Provided entries>

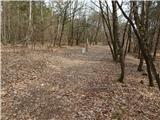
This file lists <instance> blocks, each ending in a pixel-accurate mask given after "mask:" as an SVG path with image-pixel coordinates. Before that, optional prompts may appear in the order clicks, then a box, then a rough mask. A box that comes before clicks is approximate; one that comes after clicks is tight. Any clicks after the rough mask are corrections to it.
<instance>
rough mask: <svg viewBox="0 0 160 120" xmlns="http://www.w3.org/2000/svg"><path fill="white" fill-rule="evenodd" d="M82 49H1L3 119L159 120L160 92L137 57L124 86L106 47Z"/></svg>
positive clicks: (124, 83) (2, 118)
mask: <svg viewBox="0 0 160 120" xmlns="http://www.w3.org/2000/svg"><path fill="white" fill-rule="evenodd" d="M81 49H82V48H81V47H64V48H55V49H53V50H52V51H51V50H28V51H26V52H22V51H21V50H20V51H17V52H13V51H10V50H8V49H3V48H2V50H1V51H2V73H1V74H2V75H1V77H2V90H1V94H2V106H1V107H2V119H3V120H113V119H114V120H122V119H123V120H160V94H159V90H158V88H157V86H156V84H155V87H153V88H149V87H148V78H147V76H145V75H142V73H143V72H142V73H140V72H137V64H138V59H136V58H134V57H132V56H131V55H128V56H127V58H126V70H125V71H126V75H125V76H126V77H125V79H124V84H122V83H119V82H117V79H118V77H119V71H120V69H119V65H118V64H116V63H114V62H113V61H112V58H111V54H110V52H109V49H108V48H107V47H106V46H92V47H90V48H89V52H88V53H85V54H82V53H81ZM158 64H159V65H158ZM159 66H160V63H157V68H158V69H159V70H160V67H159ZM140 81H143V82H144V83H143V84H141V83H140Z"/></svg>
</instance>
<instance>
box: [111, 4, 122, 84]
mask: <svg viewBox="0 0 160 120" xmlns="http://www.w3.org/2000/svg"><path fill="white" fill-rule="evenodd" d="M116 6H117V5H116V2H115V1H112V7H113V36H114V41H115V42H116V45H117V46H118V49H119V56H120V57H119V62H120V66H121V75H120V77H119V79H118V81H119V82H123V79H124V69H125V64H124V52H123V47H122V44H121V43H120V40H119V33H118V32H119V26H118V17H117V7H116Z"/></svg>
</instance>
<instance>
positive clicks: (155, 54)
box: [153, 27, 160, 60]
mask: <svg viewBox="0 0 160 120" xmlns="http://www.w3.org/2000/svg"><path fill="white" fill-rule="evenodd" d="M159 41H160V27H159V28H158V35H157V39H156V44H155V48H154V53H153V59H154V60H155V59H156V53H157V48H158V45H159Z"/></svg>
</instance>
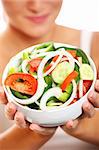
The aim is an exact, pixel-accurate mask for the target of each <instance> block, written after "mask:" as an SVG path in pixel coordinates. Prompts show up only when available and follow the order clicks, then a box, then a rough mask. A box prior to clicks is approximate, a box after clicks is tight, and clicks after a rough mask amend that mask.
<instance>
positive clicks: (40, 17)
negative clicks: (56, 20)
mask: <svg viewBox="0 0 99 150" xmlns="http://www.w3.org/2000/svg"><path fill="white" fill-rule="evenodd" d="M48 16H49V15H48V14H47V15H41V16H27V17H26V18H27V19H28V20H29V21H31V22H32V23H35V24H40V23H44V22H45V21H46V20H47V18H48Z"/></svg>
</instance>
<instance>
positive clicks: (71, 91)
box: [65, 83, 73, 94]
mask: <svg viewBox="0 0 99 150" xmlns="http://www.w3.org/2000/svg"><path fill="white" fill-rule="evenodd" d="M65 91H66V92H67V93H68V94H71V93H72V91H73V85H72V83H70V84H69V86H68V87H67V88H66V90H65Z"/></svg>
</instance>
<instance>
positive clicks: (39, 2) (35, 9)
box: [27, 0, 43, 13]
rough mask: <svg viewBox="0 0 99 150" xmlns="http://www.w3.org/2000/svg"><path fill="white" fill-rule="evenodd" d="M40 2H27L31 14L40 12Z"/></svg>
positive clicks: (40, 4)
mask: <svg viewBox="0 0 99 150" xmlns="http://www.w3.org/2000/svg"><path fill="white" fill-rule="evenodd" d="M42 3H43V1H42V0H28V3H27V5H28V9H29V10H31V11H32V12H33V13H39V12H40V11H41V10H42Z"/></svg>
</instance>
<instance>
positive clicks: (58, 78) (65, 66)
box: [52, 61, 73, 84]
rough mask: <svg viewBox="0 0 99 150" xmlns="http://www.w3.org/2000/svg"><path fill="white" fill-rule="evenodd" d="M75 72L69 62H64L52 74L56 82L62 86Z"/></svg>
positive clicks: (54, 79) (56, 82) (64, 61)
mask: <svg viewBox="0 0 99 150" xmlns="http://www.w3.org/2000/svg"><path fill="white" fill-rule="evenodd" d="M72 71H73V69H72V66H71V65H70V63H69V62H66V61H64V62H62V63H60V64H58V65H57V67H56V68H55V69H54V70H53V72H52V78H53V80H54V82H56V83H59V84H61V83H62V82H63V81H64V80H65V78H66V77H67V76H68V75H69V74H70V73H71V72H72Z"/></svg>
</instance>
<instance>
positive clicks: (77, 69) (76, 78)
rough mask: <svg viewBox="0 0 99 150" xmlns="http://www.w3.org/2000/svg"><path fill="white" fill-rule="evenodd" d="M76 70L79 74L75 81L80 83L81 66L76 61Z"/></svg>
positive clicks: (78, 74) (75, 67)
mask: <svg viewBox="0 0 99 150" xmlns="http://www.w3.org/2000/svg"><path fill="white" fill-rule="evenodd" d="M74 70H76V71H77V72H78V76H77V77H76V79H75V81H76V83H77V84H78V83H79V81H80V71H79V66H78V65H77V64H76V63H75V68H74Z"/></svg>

Exercise requirements> Extract all the data above exactly, excluding every picture.

Task result>
This file lists <instance> blocks, each ending in a pixel-accurate mask given after "mask:" as an SVG path with image-pixel coordinates. Before that, optional prompts may appear in the order clicks, then a box, then a rough mask. A box that comes before clicks is approximate; one that comes after clicks is tight. Any clicks after the rough mask are corrections to it.
<instance>
rough mask: <svg viewBox="0 0 160 120" xmlns="http://www.w3.org/2000/svg"><path fill="white" fill-rule="evenodd" d="M82 49H1L3 119L159 120L160 92L137 57L124 86L106 47Z"/></svg>
positive clicks: (124, 83) (2, 118)
mask: <svg viewBox="0 0 160 120" xmlns="http://www.w3.org/2000/svg"><path fill="white" fill-rule="evenodd" d="M81 49H82V48H81V47H64V48H55V49H53V50H52V51H51V50H28V51H26V52H22V51H21V50H20V51H17V52H13V51H10V50H8V49H3V48H2V50H1V51H2V73H1V74H2V75H1V77H2V90H1V94H2V106H1V107H2V119H3V120H113V119H114V120H122V119H123V120H160V94H159V90H158V88H157V86H156V84H155V87H153V88H149V87H148V78H147V76H145V75H142V73H143V72H142V73H140V72H137V64H138V59H136V58H134V57H132V56H131V55H128V56H127V58H126V70H125V71H126V75H125V76H126V77H125V79H124V84H122V83H119V82H117V79H118V77H119V71H120V69H119V65H118V64H116V63H114V62H113V61H112V58H111V54H110V52H109V49H108V48H107V47H106V46H92V47H90V48H89V52H88V53H85V54H82V53H81ZM158 64H159V65H158ZM159 66H160V63H157V68H158V69H159V70H160V67H159ZM140 81H143V82H144V83H143V84H141V83H140Z"/></svg>
</instance>
<instance>
box: [111, 4, 122, 84]
mask: <svg viewBox="0 0 160 120" xmlns="http://www.w3.org/2000/svg"><path fill="white" fill-rule="evenodd" d="M116 6H117V5H116V2H115V1H112V7H113V36H114V41H115V42H116V45H117V46H118V49H119V56H120V57H119V62H120V66H121V75H120V77H119V79H118V81H119V82H123V79H124V69H125V64H124V52H123V47H122V44H121V43H120V40H119V33H118V32H119V26H118V17H117V7H116Z"/></svg>
</instance>
<instance>
positive clicks: (155, 54)
box: [153, 27, 160, 60]
mask: <svg viewBox="0 0 160 120" xmlns="http://www.w3.org/2000/svg"><path fill="white" fill-rule="evenodd" d="M159 41H160V27H159V28H158V35H157V39H156V44H155V48H154V53H153V59H154V60H155V59H156V53H157V48H158V45H159Z"/></svg>
</instance>
The aim is an exact, pixel-accurate mask for the target of each <instance> block, written after "mask:" as an SVG path in pixel coordinates. Prompts show up only when available and follow the order clicks, then a box, then a rough mask. A box prior to clicks is approximate, a box after clicks is tight, and clicks after a rough mask amend that mask.
<instance>
positive clicks: (40, 17)
negative clicks: (56, 20)
mask: <svg viewBox="0 0 99 150" xmlns="http://www.w3.org/2000/svg"><path fill="white" fill-rule="evenodd" d="M48 16H49V15H48V14H47V15H41V16H27V17H26V18H27V19H28V20H29V21H31V22H32V23H35V24H40V23H44V22H45V21H46V20H47V18H48Z"/></svg>
</instance>
<instance>
positive clicks: (71, 91)
box: [65, 83, 73, 94]
mask: <svg viewBox="0 0 99 150" xmlns="http://www.w3.org/2000/svg"><path fill="white" fill-rule="evenodd" d="M65 91H66V92H67V93H68V94H71V93H72V91H73V85H72V83H70V84H69V86H68V87H67V88H66V90H65Z"/></svg>
</instance>
<instance>
positive clicks: (39, 2) (35, 9)
box: [27, 0, 43, 13]
rough mask: <svg viewBox="0 0 99 150" xmlns="http://www.w3.org/2000/svg"><path fill="white" fill-rule="evenodd" d="M40 2H27L31 14L40 12Z"/></svg>
positive clicks: (40, 4)
mask: <svg viewBox="0 0 99 150" xmlns="http://www.w3.org/2000/svg"><path fill="white" fill-rule="evenodd" d="M42 3H43V1H42V0H28V3H27V5H28V9H29V10H31V11H32V12H33V13H39V12H40V11H41V10H42Z"/></svg>
</instance>
<instance>
positive clicks: (58, 78) (65, 66)
box: [52, 61, 73, 84]
rough mask: <svg viewBox="0 0 99 150" xmlns="http://www.w3.org/2000/svg"><path fill="white" fill-rule="evenodd" d="M75 72L69 62H64L52 74L56 82L62 86Z"/></svg>
positive clicks: (54, 79) (56, 82) (64, 61)
mask: <svg viewBox="0 0 99 150" xmlns="http://www.w3.org/2000/svg"><path fill="white" fill-rule="evenodd" d="M72 71H73V69H72V66H71V65H70V63H69V62H66V61H64V62H62V63H60V64H58V65H57V67H56V68H55V69H54V70H53V72H52V78H53V80H54V82H56V83H59V84H61V83H62V82H63V81H64V80H65V78H66V77H67V76H68V75H69V74H70V73H71V72H72Z"/></svg>
</instance>
<instance>
positive clicks: (77, 69) (76, 78)
rough mask: <svg viewBox="0 0 99 150" xmlns="http://www.w3.org/2000/svg"><path fill="white" fill-rule="evenodd" d="M76 70L79 74L75 81L80 83L81 66L76 61Z"/></svg>
positive clicks: (78, 74) (75, 67)
mask: <svg viewBox="0 0 99 150" xmlns="http://www.w3.org/2000/svg"><path fill="white" fill-rule="evenodd" d="M74 70H76V71H77V72H78V76H77V77H76V79H75V81H76V83H77V84H78V83H79V81H80V71H79V66H78V65H77V64H76V63H75V68H74Z"/></svg>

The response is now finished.